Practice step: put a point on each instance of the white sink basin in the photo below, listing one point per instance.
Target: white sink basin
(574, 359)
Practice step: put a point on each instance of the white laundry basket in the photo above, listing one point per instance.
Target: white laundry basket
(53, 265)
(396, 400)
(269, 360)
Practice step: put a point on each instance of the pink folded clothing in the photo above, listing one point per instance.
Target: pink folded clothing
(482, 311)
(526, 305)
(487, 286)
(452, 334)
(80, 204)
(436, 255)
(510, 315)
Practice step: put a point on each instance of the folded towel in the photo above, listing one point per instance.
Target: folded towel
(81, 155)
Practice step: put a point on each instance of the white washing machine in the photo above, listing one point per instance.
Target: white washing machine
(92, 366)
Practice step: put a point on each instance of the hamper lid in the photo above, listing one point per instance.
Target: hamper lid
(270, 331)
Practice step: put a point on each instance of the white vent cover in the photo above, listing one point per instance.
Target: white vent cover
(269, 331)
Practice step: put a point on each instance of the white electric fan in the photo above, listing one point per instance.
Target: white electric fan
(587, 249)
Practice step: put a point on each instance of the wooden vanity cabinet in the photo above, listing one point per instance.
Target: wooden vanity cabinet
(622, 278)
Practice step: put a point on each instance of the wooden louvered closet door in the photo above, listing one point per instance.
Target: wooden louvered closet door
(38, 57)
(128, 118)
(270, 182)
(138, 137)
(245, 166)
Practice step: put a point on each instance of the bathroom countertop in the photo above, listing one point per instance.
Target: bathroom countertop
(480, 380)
...
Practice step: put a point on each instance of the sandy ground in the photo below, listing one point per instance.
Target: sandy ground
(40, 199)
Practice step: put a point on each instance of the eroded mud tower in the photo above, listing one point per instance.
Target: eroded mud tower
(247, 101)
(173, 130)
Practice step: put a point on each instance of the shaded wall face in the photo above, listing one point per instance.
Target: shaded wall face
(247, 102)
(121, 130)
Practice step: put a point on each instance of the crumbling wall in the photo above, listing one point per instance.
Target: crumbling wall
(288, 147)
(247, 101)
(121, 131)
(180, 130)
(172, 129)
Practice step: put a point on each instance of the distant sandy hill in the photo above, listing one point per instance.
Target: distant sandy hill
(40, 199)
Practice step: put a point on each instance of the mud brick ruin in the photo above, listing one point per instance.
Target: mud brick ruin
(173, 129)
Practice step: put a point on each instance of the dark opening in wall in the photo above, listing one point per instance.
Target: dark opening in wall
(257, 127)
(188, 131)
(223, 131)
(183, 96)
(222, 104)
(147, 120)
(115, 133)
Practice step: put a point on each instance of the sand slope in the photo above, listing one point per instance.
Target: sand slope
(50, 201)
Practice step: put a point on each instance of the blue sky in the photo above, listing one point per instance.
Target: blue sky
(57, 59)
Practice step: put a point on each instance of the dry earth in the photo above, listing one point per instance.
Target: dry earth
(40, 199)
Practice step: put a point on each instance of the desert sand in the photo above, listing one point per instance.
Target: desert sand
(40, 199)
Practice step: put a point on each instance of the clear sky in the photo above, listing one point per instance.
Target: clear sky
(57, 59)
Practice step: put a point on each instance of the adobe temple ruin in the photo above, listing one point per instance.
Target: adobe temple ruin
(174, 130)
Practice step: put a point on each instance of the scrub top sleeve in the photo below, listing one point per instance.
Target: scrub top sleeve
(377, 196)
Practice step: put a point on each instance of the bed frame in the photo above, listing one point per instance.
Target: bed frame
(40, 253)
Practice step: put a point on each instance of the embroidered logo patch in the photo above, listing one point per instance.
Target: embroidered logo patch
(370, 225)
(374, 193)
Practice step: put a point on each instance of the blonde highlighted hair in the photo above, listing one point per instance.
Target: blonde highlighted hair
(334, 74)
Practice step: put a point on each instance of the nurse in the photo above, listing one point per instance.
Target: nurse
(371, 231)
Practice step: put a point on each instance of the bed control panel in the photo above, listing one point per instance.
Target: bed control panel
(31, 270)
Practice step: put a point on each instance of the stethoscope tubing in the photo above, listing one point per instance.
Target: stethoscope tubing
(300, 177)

▶ **BRIEF**
Report each line of the records above that contains the string "embroidered", copying every such line in full.

▶ **RESPONSE FOR THIS EXERCISE**
Practice step: put a point on each instance of the embroidered logo patch in the photo above, listing one point per instance.
Target: embroidered logo patch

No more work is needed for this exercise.